Can you copy out all of the records below, line for line and unchanged, but without the pictures?

# START OF RECORDS FOR THE TASK

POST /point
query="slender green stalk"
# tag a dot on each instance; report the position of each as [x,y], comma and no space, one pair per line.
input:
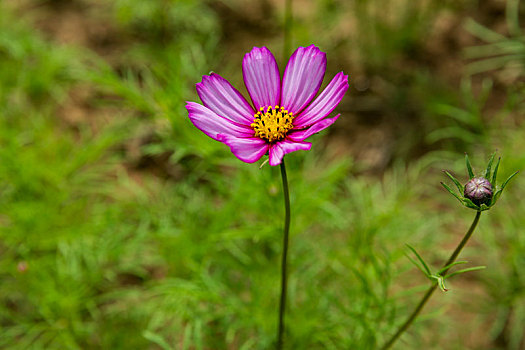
[287,43]
[282,304]
[431,290]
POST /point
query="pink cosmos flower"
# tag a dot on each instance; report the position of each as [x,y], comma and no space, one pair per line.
[284,114]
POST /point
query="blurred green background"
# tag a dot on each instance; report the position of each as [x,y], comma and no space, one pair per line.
[124,227]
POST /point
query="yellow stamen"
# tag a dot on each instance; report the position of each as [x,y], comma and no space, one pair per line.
[273,123]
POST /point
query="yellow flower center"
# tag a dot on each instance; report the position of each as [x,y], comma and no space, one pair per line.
[272,123]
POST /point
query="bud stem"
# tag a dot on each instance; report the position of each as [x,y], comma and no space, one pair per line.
[431,290]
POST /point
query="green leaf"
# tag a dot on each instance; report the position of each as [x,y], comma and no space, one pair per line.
[475,268]
[427,270]
[469,167]
[441,282]
[489,166]
[493,182]
[452,192]
[456,182]
[450,265]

# END OF RECORDS FOR THE TASK

CORRECT RESULT:
POST /point
query="slender green stalk"
# tag a dot on each instance; report the position of each as [x,y], comma and no space, one pair per line.
input:
[287,43]
[282,304]
[431,290]
POST /point
query="pink cosmos flower"
# tag a dot on each instance; report the position of each as [x,y], comma and no space, one pair per line.
[284,114]
POST /point
query="blurred green background"
# tag a dot on each instance; report the position of each as [x,y], comma and no space, one pair per line.
[124,227]
POST /point
query="yellow stamen"
# tag a dot on each instance; report the position of each as [x,y], comma and no space, one pair per line.
[273,123]
POST /point
query="yellow flower center"
# tag a dot on each instance; report the position of each as [x,y], comma and no space, one pair per line.
[272,123]
POST /point
query="bud stem"
# tag a dot on each instance; report the position of each as [x,y], comma and no space, one pair per line.
[431,290]
POST /point
query="green leaf"
# tag a dot on each instance; report the position of each as [x,y], comma and no space, one pair per line.
[475,268]
[427,270]
[469,167]
[441,282]
[489,166]
[493,182]
[452,192]
[456,182]
[450,265]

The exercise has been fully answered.